▸ **Short exercise**: Please gather every line of the data below that contains the word "stacked" and copy each one in full. Case counts when matching.

▸ **Exercise materials**:

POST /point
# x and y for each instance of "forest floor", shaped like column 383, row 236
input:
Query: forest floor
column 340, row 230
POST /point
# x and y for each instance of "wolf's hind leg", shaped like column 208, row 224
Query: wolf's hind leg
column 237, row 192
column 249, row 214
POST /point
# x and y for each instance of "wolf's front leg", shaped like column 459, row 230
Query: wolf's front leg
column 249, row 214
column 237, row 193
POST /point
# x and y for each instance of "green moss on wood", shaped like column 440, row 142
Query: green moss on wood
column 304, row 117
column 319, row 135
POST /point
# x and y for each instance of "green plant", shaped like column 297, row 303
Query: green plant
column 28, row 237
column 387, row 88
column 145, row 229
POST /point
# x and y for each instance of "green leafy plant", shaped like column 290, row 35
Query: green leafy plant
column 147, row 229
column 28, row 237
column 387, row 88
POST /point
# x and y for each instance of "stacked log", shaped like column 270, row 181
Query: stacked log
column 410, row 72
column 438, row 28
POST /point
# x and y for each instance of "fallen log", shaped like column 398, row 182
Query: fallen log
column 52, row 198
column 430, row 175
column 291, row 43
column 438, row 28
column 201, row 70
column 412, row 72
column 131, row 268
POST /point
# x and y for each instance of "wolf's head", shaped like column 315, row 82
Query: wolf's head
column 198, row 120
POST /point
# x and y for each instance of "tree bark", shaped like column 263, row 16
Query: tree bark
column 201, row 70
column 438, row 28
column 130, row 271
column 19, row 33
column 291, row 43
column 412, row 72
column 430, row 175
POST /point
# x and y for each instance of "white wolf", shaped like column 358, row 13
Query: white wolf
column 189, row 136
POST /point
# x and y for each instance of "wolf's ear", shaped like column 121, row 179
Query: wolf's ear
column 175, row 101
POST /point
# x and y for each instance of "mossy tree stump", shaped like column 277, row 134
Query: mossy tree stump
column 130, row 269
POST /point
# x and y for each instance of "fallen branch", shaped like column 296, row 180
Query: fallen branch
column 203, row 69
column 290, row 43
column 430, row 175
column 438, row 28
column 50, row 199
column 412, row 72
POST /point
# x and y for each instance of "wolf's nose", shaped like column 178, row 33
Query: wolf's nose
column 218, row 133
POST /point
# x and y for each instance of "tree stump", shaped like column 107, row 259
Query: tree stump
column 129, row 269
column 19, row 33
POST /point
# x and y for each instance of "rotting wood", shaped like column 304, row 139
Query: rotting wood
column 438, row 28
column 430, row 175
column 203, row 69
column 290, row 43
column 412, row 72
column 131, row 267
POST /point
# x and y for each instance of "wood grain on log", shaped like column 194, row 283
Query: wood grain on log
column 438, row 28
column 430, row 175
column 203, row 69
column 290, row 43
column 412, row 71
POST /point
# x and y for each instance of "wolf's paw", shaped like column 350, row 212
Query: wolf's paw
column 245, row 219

==

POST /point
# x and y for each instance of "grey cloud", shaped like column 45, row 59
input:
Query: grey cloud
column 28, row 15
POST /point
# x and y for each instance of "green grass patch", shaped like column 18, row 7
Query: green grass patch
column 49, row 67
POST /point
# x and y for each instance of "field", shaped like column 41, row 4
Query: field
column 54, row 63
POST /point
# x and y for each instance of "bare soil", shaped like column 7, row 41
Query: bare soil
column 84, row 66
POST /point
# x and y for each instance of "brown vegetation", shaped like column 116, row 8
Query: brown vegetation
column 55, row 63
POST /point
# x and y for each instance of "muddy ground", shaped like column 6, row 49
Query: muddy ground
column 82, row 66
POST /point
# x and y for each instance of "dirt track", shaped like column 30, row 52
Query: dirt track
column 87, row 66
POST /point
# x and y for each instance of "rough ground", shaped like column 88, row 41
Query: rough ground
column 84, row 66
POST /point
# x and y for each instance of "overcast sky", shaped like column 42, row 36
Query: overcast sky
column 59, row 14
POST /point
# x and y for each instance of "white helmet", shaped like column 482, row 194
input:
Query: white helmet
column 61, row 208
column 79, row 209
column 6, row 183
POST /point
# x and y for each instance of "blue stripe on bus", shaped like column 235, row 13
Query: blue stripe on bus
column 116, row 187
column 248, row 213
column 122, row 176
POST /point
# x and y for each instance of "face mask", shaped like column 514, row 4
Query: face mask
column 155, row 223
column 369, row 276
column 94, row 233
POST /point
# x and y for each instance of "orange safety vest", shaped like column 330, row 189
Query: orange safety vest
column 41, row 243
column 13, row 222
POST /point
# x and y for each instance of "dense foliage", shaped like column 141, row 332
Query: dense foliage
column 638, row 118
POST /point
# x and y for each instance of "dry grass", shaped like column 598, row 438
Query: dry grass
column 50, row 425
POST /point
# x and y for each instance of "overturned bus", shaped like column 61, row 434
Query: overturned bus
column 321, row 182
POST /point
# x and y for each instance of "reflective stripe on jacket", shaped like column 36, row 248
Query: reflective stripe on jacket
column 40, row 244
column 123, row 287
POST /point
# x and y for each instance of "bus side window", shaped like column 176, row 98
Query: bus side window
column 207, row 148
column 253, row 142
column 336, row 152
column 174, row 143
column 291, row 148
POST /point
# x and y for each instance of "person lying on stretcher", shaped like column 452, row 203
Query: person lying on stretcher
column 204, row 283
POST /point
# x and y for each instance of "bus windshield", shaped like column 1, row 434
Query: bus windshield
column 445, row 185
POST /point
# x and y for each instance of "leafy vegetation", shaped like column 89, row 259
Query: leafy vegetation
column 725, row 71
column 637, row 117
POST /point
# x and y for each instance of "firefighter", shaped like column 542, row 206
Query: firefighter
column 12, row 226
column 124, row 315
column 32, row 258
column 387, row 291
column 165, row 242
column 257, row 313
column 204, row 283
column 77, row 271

▸ **Worked answer**:
# x and y for each instance of "stacked log", shaped like column 270, row 181
Query: stacked log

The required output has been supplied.